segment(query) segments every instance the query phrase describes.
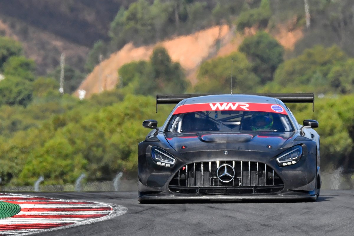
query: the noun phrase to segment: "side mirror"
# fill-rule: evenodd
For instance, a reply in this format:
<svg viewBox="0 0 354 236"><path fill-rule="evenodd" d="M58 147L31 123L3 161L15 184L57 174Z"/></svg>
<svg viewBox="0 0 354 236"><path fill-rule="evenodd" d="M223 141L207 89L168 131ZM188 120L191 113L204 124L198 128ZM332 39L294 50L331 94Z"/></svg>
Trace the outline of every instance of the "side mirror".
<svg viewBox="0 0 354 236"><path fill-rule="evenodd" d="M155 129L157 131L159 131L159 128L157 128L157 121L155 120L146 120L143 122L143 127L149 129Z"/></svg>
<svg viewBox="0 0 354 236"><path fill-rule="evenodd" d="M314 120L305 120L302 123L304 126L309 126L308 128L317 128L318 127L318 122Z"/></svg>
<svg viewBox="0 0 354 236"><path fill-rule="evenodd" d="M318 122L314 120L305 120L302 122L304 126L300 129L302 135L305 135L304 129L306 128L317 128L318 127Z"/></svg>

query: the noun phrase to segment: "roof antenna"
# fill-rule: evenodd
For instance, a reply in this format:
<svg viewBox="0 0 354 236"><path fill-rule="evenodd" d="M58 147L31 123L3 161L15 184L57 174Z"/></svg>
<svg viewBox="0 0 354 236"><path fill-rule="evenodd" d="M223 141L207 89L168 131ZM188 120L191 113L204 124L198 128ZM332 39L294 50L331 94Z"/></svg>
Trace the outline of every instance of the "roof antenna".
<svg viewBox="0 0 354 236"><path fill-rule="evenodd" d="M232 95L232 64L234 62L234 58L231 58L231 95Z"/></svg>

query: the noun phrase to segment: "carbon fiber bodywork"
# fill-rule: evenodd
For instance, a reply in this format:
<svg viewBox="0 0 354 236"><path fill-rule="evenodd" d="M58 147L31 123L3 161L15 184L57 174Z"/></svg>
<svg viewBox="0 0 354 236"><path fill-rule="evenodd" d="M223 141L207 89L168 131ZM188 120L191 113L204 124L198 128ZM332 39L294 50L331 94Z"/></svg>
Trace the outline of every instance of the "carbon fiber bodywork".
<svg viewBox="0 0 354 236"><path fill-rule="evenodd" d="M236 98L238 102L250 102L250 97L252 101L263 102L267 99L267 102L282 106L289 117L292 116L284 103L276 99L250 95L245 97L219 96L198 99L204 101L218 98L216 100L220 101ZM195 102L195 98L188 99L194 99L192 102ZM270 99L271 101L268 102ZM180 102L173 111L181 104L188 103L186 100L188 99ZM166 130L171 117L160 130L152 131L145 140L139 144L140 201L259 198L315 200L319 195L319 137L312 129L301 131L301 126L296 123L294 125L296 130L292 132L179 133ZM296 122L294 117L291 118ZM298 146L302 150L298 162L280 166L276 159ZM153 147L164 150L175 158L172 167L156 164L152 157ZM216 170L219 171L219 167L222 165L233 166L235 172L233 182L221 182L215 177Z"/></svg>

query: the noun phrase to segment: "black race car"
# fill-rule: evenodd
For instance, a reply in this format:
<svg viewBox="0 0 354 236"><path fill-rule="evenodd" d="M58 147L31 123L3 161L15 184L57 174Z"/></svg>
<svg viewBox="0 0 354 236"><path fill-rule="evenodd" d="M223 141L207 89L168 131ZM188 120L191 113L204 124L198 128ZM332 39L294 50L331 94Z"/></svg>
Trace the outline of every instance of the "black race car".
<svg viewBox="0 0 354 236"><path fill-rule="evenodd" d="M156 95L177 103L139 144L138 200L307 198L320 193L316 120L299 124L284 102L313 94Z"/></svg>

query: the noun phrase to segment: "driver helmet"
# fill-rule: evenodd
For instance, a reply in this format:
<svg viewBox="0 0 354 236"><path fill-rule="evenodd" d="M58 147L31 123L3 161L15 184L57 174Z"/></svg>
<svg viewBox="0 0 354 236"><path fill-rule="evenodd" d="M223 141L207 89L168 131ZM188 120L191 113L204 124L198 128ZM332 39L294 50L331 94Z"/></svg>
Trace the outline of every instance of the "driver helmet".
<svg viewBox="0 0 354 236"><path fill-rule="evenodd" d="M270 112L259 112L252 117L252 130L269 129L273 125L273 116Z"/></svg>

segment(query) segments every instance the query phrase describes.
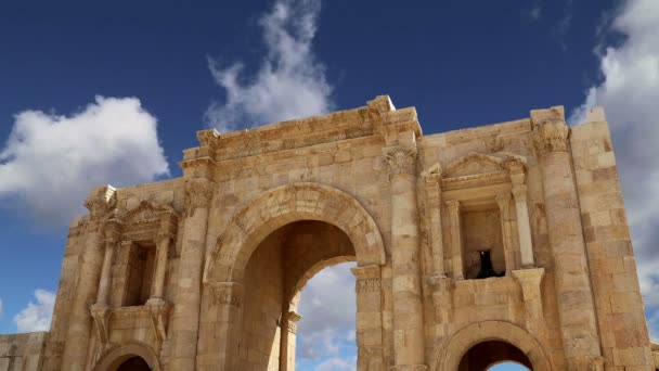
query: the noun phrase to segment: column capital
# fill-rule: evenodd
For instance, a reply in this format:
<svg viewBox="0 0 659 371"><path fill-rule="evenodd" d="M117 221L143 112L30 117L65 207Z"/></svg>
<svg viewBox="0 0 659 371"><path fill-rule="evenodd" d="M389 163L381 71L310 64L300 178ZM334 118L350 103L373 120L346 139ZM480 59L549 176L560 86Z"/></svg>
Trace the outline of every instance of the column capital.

- - -

#### AIM
Please set out every line of the items above as a numbered list, skipping blank lines and leaving out the pictures.

#### SOLVED EXERCISE
1. segment(query) segments every instance the query phrase describes.
2. query: the noun phrase to segment: "side mirror"
3. # fill-rule: evenodd
4. For instance, a reply in this format:
5. <svg viewBox="0 0 354 236"><path fill-rule="evenodd" d="M58 147L31 123L3 161L15 184L57 174Z"/></svg>
6. <svg viewBox="0 0 354 236"><path fill-rule="evenodd" d="M223 141L207 89L168 131ZM188 120L191 113L204 124L198 128ZM332 39L294 50L331 94Z"/></svg>
7. Trace the outline of every instance of the "side mirror".
8. <svg viewBox="0 0 354 236"><path fill-rule="evenodd" d="M155 129L157 131L159 131L159 128L157 128L157 121L155 120L146 120L143 122L143 127L149 129Z"/></svg>
9. <svg viewBox="0 0 354 236"><path fill-rule="evenodd" d="M314 120L305 120L302 123L304 126L309 126L308 128L317 128L318 127L318 122Z"/></svg>
10. <svg viewBox="0 0 354 236"><path fill-rule="evenodd" d="M318 122L314 120L305 120L302 122L304 126L300 129L302 135L305 135L304 129L306 128L317 128L318 127Z"/></svg>
11. query: the noun phrase to segment: "roof antenna"
12. # fill-rule: evenodd
13. For instance, a reply in this format:
14. <svg viewBox="0 0 354 236"><path fill-rule="evenodd" d="M58 147L31 123L3 161L15 184L57 174Z"/></svg>
15. <svg viewBox="0 0 354 236"><path fill-rule="evenodd" d="M223 141L207 89L168 131ZM188 120L191 113L204 124L198 128ZM332 39L294 50L331 94Z"/></svg>
16. Trace the outline of every instance of the "roof antenna".
17. <svg viewBox="0 0 354 236"><path fill-rule="evenodd" d="M232 95L232 64L234 62L234 58L231 58L231 95Z"/></svg>
18. query: the noun phrase to segment: "carbon fiber bodywork"
19. # fill-rule: evenodd
20. For instance, a reply in this format:
21. <svg viewBox="0 0 354 236"><path fill-rule="evenodd" d="M58 147L31 123L3 161L15 184L57 174Z"/></svg>
22. <svg viewBox="0 0 354 236"><path fill-rule="evenodd" d="M223 141L207 89L168 131ZM188 120L191 113L204 124L198 128ZM332 39L294 50L331 94Z"/></svg>
23. Trace the outline of every instance of the "carbon fiber bodywork".
24. <svg viewBox="0 0 354 236"><path fill-rule="evenodd" d="M236 98L238 102L250 102L250 97L252 101L263 102L267 99L267 102L282 106L289 117L292 116L284 103L276 99L250 95L245 97L219 96L198 99L204 101L218 98L216 100L220 101ZM195 102L195 98L188 99L194 99L192 102ZM270 99L271 101L268 102ZM180 102L173 111L181 104L188 103L186 100L188 99ZM166 130L171 117L160 130L152 131L145 140L139 144L140 201L259 198L315 200L319 195L319 137L312 129L301 131L301 126L296 123L294 125L296 130L292 132L179 133ZM296 122L294 117L291 118ZM298 146L302 150L298 162L280 166L276 159ZM153 147L164 150L175 158L172 167L156 164L152 157ZM216 170L219 171L219 167L222 165L233 166L235 172L233 182L221 182L215 177Z"/></svg>
25. query: the noun phrase to segment: "black race car"
26. # fill-rule: evenodd
27. For instance, a reply in this format:
28. <svg viewBox="0 0 354 236"><path fill-rule="evenodd" d="M58 147L31 123L3 161L15 184L57 174Z"/></svg>
29. <svg viewBox="0 0 354 236"><path fill-rule="evenodd" d="M223 141L207 89L168 131ZM188 120L191 113L204 124L198 128ZM332 39L294 50L331 94Z"/></svg>
30. Trace the outline of every instance of the "black race car".
31. <svg viewBox="0 0 354 236"><path fill-rule="evenodd" d="M156 95L177 103L139 144L138 200L307 198L320 193L316 120L299 124L284 102L313 94Z"/></svg>
32. query: the noun phrase to segment: "driver helmet"
33. # fill-rule: evenodd
34. For instance, a reply in this format:
35. <svg viewBox="0 0 354 236"><path fill-rule="evenodd" d="M58 147L31 123L3 161L15 184L57 174Z"/></svg>
36. <svg viewBox="0 0 354 236"><path fill-rule="evenodd" d="M223 141L207 89L168 131ZM188 120L191 113L204 124L198 128ZM332 39L294 50L331 94Z"/></svg>
37. Trace the outline of every instance of the "driver helmet".
38. <svg viewBox="0 0 354 236"><path fill-rule="evenodd" d="M270 112L259 112L252 117L252 130L269 129L273 125L273 116Z"/></svg>
39. segment(query) segments every instance the query phrase describes.
40. query: the noun phrase to segment: column capital
41. # fill-rule: evenodd
42. For instance, a reply in this format:
43. <svg viewBox="0 0 659 371"><path fill-rule="evenodd" d="M117 221L143 112L30 117L65 207Z"/></svg>
44. <svg viewBox="0 0 659 371"><path fill-rule="evenodd" d="M389 163L381 71L310 64L300 178ZM334 118L350 103L373 120L346 139ZM480 59L549 176L560 86Z"/></svg>
45. Trace the outline of every instance of the column capital.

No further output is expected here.